• [What to do]:
Each entry shown below is to be reproduced exactly.

• [Given data]:
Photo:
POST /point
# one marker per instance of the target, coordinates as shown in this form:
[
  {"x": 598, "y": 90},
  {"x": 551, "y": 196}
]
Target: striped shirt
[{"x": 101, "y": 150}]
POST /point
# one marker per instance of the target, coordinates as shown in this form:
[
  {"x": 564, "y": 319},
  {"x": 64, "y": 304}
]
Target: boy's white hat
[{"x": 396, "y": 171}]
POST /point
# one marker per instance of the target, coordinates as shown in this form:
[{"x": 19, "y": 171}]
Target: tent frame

• [Exercise response]:
Photo:
POST /point
# one marker per instance of the target, coordinates as shown in this form:
[
  {"x": 598, "y": 90},
  {"x": 551, "y": 196}
]
Target: striped shirt
[{"x": 101, "y": 150}]
POST /point
# one marker per instance of the target, coordinates as shown in this form:
[
  {"x": 564, "y": 319},
  {"x": 64, "y": 304}
]
Target: boy's white hat
[{"x": 396, "y": 171}]
POST /point
# one marker per instance of the target, coordinates as shown in this form:
[{"x": 19, "y": 171}]
Target: tent frame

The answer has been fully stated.